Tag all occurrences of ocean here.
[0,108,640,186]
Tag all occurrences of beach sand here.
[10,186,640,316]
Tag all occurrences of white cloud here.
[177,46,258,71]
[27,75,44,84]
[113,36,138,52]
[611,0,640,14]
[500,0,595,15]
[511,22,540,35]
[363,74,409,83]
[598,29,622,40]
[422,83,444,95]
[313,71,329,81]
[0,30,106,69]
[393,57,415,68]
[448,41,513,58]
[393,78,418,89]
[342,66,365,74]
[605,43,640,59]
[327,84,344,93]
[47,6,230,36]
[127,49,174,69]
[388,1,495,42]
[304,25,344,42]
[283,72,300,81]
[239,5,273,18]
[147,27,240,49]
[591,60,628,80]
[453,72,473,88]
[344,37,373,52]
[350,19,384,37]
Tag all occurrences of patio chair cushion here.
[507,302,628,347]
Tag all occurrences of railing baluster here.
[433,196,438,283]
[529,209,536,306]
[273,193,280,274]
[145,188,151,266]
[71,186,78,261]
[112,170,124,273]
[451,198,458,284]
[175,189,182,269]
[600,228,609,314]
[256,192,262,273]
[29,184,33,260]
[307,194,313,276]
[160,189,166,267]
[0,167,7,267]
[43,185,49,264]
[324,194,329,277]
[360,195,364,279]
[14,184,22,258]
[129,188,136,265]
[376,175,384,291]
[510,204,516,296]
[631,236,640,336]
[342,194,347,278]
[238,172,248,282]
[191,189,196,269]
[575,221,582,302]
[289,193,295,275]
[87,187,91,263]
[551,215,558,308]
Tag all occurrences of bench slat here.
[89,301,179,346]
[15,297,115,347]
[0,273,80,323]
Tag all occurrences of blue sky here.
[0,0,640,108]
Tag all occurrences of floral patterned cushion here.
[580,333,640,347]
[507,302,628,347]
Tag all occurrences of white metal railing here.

What you have to do.
Rescale the rows from the line containing "Tag all occurrences of bench slat here." through the last row, both ends included. Reproduce every line in that span, requests included and unchanged, and multiply each bounding-box coordinate in the answers by 1.7, rounding to the nearest whole number with halves rounded up.

The answer.
Tag all occurrences of bench slat here.
[151,512,304,588]
[26,505,196,590]
[0,464,136,549]
Tag all occurrences of blue sky here.
[0,0,1088,184]
Tag all occurrences of floral patterned cushion here.
[986,566,1088,590]
[862,513,1068,590]
Tag all occurrences of white metal railing here.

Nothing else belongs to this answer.